Work to be completed: Duplicate all of the material below word for word, but leave out the pictures.

Shape labeling records:
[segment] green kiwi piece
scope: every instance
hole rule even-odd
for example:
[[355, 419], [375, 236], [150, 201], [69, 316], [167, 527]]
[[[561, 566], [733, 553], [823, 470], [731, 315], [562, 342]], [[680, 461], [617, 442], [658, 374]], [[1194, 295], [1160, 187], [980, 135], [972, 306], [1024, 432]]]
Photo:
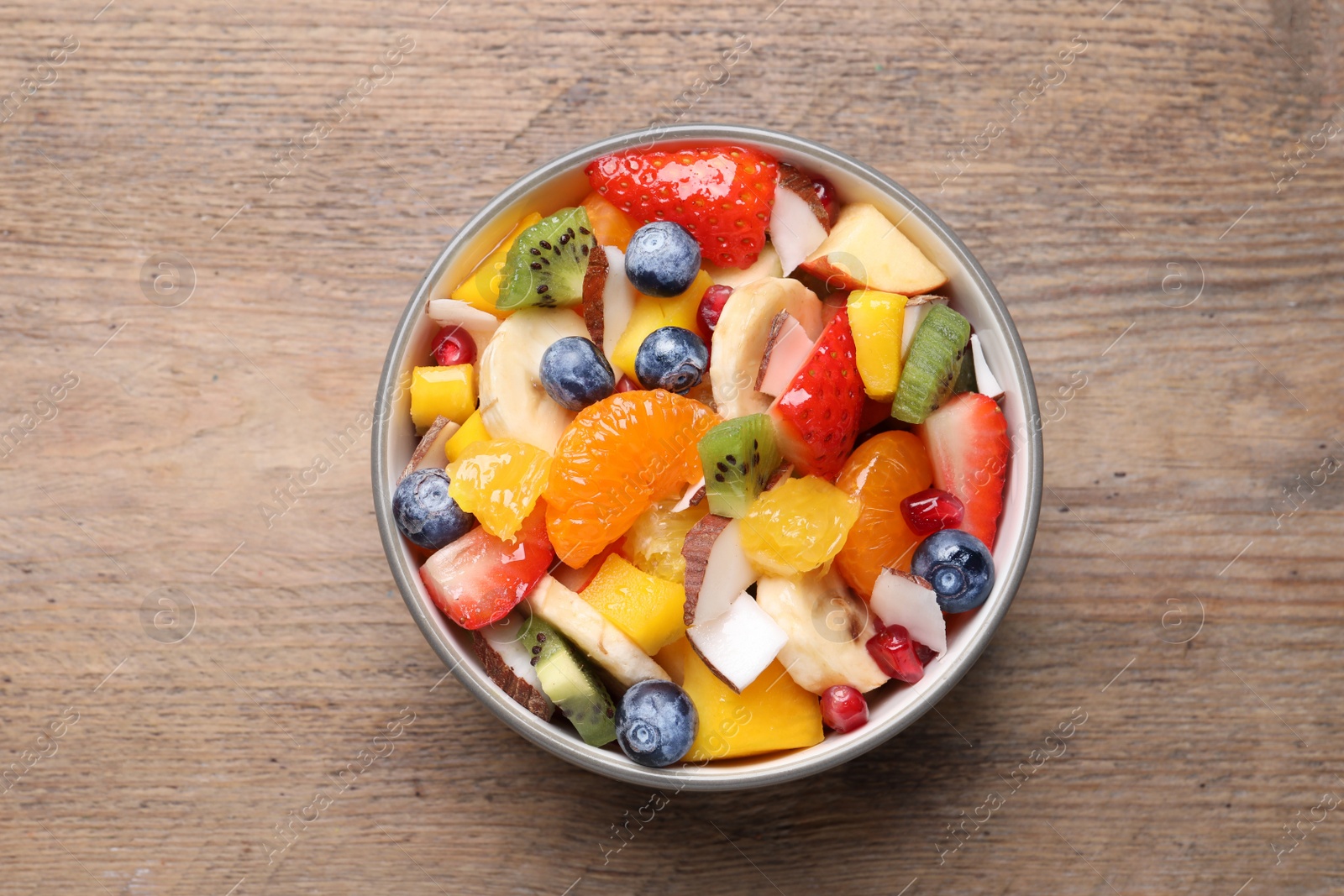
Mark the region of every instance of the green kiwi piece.
[[724, 420], [706, 433], [696, 447], [710, 513], [734, 520], [747, 514], [781, 459], [767, 414]]
[[946, 305], [934, 305], [919, 322], [900, 371], [891, 416], [923, 423], [952, 396], [970, 339], [970, 321]]
[[962, 392], [977, 391], [980, 391], [980, 384], [976, 383], [976, 359], [969, 351], [962, 349], [961, 372], [957, 373], [957, 384], [952, 387], [952, 394], [961, 395]]
[[616, 740], [616, 704], [579, 650], [552, 626], [531, 617], [519, 635], [532, 654], [542, 690], [570, 720], [583, 743]]
[[562, 208], [532, 224], [508, 250], [496, 308], [578, 305], [595, 250], [593, 224], [582, 206]]

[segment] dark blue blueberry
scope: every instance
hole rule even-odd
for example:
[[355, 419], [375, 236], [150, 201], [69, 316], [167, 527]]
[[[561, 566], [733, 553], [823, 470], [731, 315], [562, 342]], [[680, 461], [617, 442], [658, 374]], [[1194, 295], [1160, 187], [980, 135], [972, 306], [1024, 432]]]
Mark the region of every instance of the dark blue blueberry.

Task result:
[segment] green kiwi piece
scope: every instance
hole rule even-odd
for example:
[[355, 419], [375, 236], [150, 201], [69, 316], [167, 527]]
[[[561, 566], [733, 553], [823, 470], [731, 315], [562, 342]], [[680, 461], [617, 442], [658, 374]], [[1194, 295], [1160, 187], [980, 135], [972, 306], [1024, 432]]]
Photo:
Mark the region of every instance of the green kiwi piece.
[[724, 420], [706, 433], [696, 447], [710, 513], [734, 520], [747, 514], [781, 459], [767, 414]]
[[946, 305], [934, 305], [919, 322], [900, 371], [891, 416], [923, 423], [952, 396], [970, 339], [970, 321]]
[[962, 392], [977, 391], [980, 391], [980, 384], [976, 383], [976, 359], [969, 351], [962, 349], [961, 372], [957, 373], [957, 384], [952, 387], [952, 394], [961, 395]]
[[616, 740], [616, 704], [579, 650], [552, 626], [531, 617], [519, 635], [532, 654], [542, 690], [570, 720], [583, 743]]
[[562, 208], [532, 224], [508, 250], [496, 308], [578, 305], [595, 250], [593, 224], [582, 206]]

[segment] dark blue blueberry
scope: every instance
hole rule even-odd
for example:
[[355, 419], [375, 236], [150, 201], [69, 316], [167, 527]]
[[[561, 566], [733, 553], [823, 470], [731, 315], [562, 342]], [[680, 461], [617, 442], [658, 374]], [[1194, 295], [1160, 187], [980, 135], [972, 306], [1024, 432]]]
Mark the region of every instance of the dark blue blueberry.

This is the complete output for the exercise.